**Document text**
● ● ● ●
For example, companies were invited to DRDC’s facility in Suffield, AB in September to test technologies that could detect and defeat drones. Other companies are helping DRDC fight climate change by participating in a contest to develop solutions that reduce the environmental footprint of temporary base camps deployed in national and international operations.

REAL-WORLD TESTING

Demonstration platforms fill a critical gap in Canada’s research ecosystem by allowing companies to co-develop and test new technologies in real-world conditions. They’re also a way to connect smaller companies with the purchasing power and global supply chains of multinationals.

That was the thinking behind a new fifth-generation (5G) cellular testbed connecting five cities in Ontario and Quebec. ENCQOR 5G (Evolution of Networked Services through a Corridor in Québec and Ontario for Research and Innovation) is a five-year, $400-million initiative funded by five multinationals (Ericsson, Ciena, Thales, IBM and CGI), and the Canadian, Quebec and Ontario governments. It is open to researchers, entrepreneurs and other innovators.

“This is an opportunity for small- and medium-sized enterprises (SMEs) to access something that’s not commercially available yet, and that will provide them with a real competitive advantage,” in attracting investors, scaling up and tapping into global supply chains,” says Dr. Claudia Krywiak, President & CEO of Ontario Centres of Excellence (OCE), which is coordinating the Ontario side of ENCQOR.

Such collaborative models are often managed by a neutral third party, like the OCE, which can bring together innovative companies, academic talent, government, commercialization experts, mentors and investors.

“When you have multiple stakeholders with both complementary and competing priorities, you need an honest broker like the OCE that can align a very diverse group of stakeholders around the shared goals of the initiative, which are economic growth and increased global competitiveness for Ontario companies,” says Krywiak. “Commercialization is a team sport and to ensure success you need strong collaborations between all players in the research ecosystem.”
● ● ● ●
**Material provided**
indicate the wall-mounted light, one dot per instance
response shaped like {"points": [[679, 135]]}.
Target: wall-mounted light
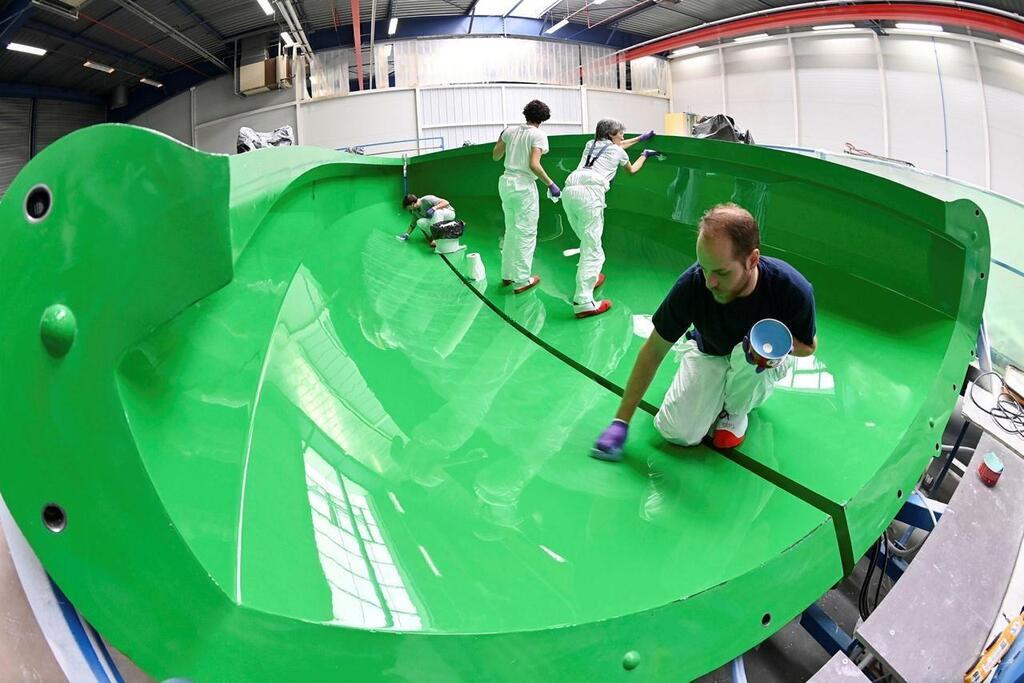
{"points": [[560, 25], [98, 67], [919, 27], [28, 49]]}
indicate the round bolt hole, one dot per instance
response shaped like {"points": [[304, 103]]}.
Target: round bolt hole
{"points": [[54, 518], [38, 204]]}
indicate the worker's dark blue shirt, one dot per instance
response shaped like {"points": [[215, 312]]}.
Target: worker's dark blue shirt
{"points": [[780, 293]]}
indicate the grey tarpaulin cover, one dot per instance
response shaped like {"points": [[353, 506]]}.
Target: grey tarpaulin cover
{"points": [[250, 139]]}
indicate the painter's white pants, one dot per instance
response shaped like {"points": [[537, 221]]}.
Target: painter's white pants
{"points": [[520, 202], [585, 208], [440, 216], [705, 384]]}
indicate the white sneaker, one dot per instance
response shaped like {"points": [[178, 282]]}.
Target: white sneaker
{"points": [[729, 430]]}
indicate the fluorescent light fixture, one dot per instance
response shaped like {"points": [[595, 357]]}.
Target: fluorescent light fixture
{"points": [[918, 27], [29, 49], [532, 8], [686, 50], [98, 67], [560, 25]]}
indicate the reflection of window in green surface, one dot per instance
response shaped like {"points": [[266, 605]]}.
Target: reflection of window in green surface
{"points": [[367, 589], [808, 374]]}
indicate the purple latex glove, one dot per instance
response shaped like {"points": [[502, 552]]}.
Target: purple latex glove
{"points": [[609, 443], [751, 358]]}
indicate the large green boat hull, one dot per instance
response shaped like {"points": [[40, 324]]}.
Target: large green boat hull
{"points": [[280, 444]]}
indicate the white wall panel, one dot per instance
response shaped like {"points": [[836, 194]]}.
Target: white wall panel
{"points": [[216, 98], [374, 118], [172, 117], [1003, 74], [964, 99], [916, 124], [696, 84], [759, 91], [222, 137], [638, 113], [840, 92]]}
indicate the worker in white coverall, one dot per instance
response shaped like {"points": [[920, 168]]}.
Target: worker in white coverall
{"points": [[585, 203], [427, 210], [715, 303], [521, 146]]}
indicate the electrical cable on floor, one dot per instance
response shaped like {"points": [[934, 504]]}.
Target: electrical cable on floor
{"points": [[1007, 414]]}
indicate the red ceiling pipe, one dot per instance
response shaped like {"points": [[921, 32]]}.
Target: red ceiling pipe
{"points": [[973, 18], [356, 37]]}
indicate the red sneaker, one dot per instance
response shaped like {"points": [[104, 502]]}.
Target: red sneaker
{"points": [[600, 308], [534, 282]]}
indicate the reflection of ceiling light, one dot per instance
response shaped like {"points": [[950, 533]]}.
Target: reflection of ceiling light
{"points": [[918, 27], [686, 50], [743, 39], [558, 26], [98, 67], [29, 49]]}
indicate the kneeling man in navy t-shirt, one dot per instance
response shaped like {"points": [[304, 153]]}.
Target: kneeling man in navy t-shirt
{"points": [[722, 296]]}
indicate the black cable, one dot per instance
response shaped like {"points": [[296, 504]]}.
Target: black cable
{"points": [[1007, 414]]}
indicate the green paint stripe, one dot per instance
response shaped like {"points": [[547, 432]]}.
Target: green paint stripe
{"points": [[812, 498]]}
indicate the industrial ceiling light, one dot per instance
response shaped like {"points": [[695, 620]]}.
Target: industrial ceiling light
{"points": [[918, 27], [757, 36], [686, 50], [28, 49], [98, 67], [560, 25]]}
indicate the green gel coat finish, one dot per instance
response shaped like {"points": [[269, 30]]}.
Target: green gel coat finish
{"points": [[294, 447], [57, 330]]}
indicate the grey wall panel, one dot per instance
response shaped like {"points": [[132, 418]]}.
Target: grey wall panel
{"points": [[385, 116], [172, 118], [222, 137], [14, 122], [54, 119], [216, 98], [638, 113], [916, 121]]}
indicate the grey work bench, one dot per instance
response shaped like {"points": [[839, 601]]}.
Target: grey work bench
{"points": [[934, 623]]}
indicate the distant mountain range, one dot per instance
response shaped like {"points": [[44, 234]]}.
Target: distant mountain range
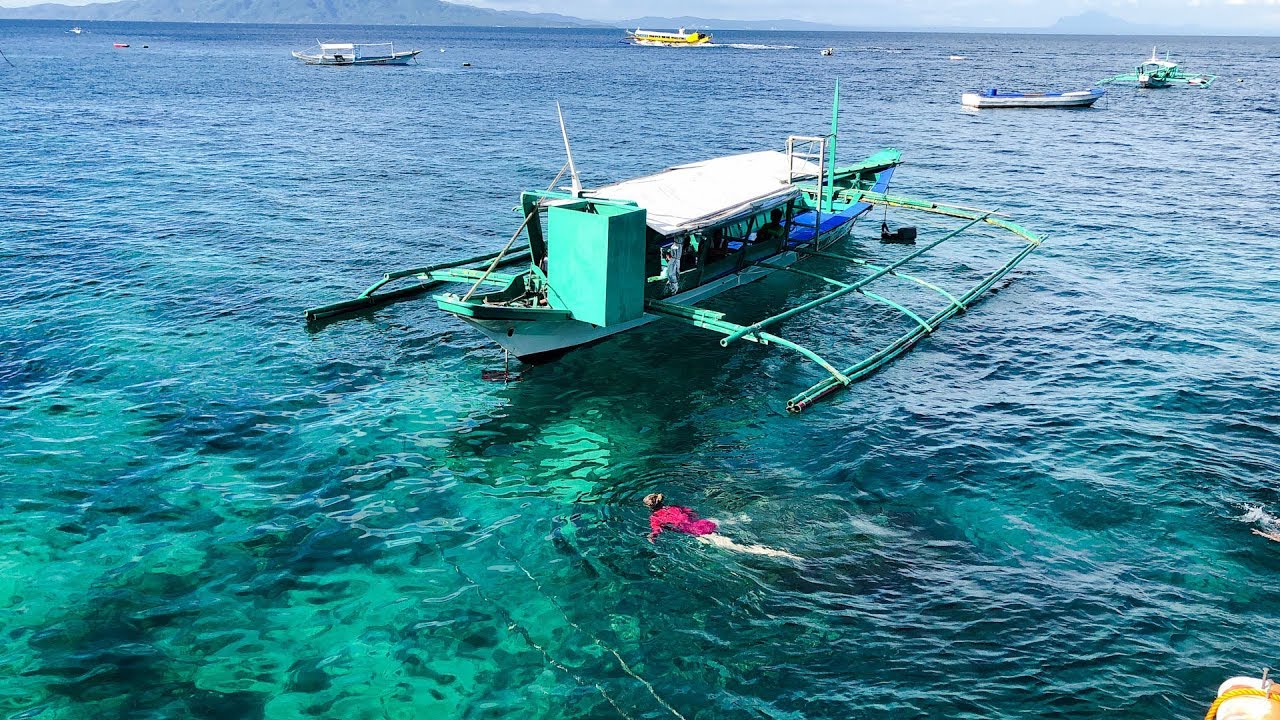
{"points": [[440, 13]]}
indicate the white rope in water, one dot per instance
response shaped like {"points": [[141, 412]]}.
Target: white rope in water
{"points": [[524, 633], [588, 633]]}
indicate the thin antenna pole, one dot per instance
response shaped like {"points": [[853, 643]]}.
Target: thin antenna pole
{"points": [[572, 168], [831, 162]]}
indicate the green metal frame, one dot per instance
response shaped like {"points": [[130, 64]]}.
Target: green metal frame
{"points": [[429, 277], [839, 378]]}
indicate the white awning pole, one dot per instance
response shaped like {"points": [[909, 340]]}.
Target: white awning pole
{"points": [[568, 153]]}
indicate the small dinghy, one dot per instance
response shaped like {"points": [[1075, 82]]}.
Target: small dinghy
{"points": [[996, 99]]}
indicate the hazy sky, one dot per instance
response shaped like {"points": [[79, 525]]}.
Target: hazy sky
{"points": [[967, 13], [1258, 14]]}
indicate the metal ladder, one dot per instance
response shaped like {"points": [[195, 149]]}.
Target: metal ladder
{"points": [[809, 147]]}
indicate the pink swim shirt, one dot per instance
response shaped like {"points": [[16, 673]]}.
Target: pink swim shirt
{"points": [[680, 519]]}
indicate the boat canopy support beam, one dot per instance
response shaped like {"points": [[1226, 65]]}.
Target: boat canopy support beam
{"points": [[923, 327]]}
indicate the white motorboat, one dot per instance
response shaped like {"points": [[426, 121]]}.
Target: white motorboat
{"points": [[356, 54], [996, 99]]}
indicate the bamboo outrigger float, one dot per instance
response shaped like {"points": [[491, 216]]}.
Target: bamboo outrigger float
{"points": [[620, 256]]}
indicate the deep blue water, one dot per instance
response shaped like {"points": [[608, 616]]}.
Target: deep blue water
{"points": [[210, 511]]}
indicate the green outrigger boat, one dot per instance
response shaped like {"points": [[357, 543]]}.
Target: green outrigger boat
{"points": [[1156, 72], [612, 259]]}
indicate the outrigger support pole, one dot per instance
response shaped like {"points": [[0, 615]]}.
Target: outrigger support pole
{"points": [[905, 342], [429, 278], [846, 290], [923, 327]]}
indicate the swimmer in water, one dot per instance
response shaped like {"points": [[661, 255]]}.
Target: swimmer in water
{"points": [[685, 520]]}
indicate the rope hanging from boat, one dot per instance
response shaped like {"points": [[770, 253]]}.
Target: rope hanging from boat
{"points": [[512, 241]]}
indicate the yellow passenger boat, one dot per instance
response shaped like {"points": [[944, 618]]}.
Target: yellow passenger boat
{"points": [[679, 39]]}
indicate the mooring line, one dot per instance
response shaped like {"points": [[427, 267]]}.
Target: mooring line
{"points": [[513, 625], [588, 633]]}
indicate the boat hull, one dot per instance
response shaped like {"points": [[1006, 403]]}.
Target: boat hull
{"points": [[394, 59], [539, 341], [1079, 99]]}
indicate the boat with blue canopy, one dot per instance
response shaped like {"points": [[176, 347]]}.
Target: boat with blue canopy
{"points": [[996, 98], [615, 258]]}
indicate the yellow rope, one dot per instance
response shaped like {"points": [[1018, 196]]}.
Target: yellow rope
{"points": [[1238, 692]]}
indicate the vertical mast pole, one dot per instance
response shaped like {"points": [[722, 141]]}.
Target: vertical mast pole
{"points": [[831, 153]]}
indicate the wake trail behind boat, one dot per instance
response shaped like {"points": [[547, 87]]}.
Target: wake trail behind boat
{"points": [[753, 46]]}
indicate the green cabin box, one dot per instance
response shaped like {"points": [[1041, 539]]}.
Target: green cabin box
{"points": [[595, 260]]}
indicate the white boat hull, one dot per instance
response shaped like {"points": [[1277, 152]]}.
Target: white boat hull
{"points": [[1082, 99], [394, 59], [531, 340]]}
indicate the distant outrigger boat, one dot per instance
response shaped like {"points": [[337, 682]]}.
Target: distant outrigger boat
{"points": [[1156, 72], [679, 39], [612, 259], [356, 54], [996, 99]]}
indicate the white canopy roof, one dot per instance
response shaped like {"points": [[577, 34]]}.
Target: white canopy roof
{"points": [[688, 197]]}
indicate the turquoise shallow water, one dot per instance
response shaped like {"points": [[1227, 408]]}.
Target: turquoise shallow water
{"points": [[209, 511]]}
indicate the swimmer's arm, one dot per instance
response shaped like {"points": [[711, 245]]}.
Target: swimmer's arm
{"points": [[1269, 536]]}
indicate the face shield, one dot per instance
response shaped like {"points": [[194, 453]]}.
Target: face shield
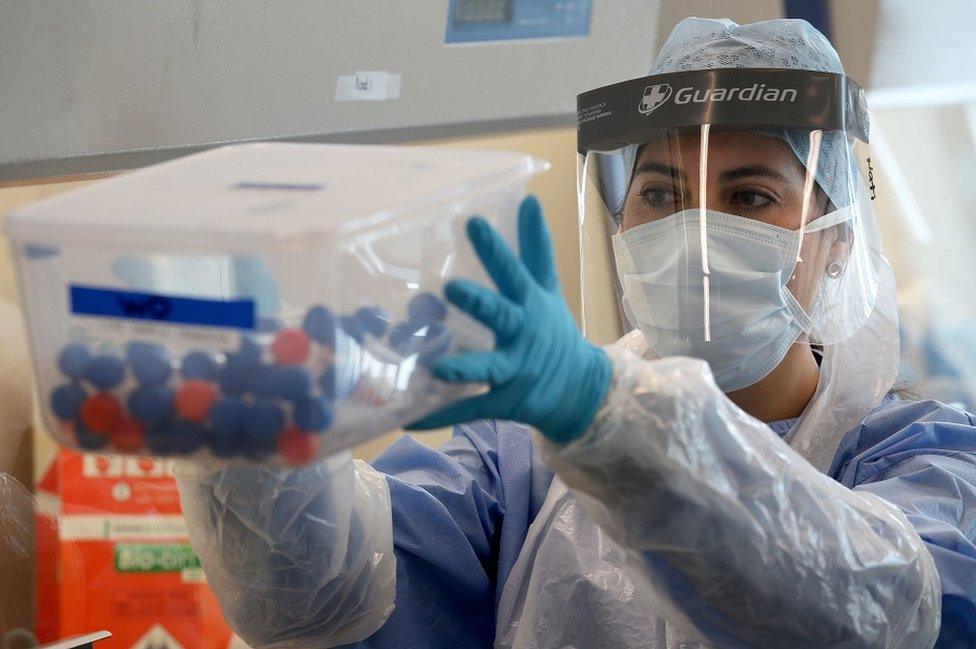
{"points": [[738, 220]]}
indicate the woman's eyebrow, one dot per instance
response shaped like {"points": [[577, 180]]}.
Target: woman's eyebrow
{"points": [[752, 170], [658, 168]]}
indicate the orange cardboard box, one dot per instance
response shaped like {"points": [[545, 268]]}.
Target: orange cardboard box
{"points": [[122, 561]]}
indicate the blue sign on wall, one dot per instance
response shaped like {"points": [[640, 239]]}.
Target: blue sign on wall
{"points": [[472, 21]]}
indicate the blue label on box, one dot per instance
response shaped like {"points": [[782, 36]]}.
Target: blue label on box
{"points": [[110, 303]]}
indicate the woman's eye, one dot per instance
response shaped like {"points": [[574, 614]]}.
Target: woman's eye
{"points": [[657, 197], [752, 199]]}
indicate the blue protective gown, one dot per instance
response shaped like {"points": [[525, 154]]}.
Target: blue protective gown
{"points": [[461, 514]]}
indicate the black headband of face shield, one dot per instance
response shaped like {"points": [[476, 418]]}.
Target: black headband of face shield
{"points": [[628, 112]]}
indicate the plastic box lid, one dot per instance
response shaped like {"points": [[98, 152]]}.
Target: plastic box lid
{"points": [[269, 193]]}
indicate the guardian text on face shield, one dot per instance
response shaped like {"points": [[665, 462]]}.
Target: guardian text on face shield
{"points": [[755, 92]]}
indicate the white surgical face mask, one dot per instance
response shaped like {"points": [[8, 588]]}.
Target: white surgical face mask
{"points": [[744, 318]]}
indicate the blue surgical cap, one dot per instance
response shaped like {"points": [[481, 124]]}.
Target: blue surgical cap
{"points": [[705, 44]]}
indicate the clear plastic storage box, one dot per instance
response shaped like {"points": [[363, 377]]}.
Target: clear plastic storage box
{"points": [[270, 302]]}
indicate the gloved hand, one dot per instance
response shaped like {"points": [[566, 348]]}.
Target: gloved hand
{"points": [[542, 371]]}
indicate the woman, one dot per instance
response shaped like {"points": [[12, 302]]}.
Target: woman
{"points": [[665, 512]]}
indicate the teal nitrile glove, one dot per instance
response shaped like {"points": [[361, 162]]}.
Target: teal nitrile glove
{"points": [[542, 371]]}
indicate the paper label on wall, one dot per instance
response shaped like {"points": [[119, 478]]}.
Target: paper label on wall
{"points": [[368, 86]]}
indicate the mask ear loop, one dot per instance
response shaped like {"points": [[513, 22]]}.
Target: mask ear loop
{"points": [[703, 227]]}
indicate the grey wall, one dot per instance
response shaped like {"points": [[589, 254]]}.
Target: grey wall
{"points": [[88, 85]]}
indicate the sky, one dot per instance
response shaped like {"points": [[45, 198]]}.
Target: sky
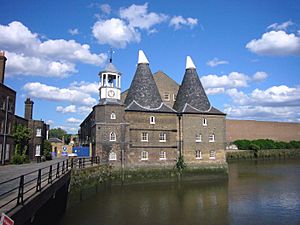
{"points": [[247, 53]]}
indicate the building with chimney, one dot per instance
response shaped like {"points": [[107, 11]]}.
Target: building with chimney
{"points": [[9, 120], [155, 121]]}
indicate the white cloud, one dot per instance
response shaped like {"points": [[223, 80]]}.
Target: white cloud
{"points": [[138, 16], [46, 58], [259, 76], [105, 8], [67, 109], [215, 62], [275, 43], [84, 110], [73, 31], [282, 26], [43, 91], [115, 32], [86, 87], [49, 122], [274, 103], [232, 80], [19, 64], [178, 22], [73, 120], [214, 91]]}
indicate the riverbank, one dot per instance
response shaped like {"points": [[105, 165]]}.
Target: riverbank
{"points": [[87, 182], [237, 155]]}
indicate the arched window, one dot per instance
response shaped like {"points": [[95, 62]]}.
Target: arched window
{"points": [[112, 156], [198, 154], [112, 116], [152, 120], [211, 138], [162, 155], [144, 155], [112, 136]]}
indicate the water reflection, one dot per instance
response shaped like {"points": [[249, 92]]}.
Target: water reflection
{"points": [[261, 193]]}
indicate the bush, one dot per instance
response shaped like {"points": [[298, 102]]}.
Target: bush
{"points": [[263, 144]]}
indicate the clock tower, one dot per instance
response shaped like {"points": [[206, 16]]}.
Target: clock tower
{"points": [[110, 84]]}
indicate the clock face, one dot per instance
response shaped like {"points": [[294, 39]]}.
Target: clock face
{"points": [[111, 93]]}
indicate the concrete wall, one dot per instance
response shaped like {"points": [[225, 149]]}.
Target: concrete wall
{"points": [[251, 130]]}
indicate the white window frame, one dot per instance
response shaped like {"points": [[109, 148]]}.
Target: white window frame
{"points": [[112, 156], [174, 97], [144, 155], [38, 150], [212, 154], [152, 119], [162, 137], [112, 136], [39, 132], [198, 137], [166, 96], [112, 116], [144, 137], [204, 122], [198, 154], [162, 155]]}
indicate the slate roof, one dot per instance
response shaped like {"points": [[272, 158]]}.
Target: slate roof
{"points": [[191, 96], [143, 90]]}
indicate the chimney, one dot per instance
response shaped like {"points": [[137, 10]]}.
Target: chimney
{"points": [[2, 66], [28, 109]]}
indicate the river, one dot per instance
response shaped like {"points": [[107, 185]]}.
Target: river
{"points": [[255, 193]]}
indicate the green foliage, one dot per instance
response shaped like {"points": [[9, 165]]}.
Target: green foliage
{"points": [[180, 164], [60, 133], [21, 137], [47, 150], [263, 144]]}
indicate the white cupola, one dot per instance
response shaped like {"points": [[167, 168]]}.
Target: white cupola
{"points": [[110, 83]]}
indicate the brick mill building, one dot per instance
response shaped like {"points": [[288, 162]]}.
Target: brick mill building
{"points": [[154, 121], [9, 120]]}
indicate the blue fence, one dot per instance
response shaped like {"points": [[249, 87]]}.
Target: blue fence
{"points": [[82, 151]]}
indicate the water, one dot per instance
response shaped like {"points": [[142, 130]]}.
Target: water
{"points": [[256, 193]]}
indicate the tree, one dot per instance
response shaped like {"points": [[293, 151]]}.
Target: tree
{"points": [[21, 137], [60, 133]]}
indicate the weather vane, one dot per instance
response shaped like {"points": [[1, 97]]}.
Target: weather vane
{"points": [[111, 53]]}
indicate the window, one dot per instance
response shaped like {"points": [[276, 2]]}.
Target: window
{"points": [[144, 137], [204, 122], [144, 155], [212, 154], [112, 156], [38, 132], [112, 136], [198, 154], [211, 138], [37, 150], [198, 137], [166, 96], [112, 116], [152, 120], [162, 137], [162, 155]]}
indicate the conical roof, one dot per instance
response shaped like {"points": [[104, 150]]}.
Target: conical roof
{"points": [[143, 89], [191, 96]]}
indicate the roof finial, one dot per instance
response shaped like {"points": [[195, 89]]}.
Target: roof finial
● ● ● ●
**Tasks to perform**
[1] List the five multinationals that the text on Canadian technology testbeds names as funders of ENCQOR 5G.
[2] In the text on Canadian technology testbeds, which organization is coordinating the Ontario side of ENCQOR?
[3] Carry on the text on Canadian technology testbeds from its final sentence.
None of this work draws on the records.

**Response list**
[1] Ericsson, Ciena, Thales, IBM, CGI

[2] Ontario Centres of Excellence (OCE)

[3]
WHEN COMPETITORS COOPERATE

Collaboration among competing companies has a long history in some sectors. In Quebec, the agri-food industry was able to come together when Cégep de Saint-Hyacinthe opened a new research centre 25 years ago.

“With Cintech Agroalimentaire, we’ve found a way for companies to work together on a specific technology and all share the benefits,” says Karine Mercier, Assistant Director, Research and Innovation at Cégep de Saint-Hyacinthe.

Located in the heart of Quebec’s agriculture and food processing sectors, Cintech houses experts in areas such as microbiology, industrial processes, engineering, nutrition and marketing to address industry needs.

One partnership is driven by a Quebec policy that will ban organic waste disposal by 2022. That’s a challenge for the province’s seafood processing industry which generates thousands of tons of by-product annually, mainly crab and lobster shells.

Cintech is working with Quebec’s Centre for Innovation in Aquaculture and Fisheries (Merinov), the Nutrition and Functional Foods Institute (INAF) at Laval University, and 10 industry partners on innovative ways to turn this waste into food powders, soups, broths, dietary supplements, animal feed, and even biodegradable plastic.

“Instead of trying to have all the research expertise within your college or research centre, you look for someone who’s working in this area and collaborate with them,” says Mercier. “That’s the way we approach research now.”

TRANSFORMING CANCER CARE

Another catalyst for collaboration is the federal government’s $2.41-billion Strategic Innovation Fund, which has supported over 60 projects to date, including the Digital Health and Discovery Platform. The DHDP is working with nearly 100 partners to develop a clinician-led network that will make it possible to access and share anonymized patient data from hospitals across the country. The goal is to accelerate research and innovation in precision medicine for cancer and other chronic diseases.

The University Health Network (UHN) is a major partner in the DHDP, which is co-led by the Terry Fox Research Institute of Vancouver and Montreal-based artificial intelligence (AI) company Imagia.

Partnership models are a means to bring people together to generate greater science.
Dr. Dion Neame, Head of Medical,
Sanofi Pasteur Canada

“This is more than a marriage of convenience. The DHDP is being built on top of a pan-Canadian collaboration that is already working – the Terry Fox Marathon of Hope Cancer Centres,” says Dr. Luke Brzozowski, Senior Director, TECHNA and Diagnostics Innovation at UHN.

The DHDP platform overcomes one of the biggest hurdles to medical research collaborations: the privacy of patient data.

“One of the unique characteristics of the model is that the data can be accessed without leaving the hospital,” explains Brzozowski. “That addresses issues such as privacy, data ownership and not having any exposure to patient health information.”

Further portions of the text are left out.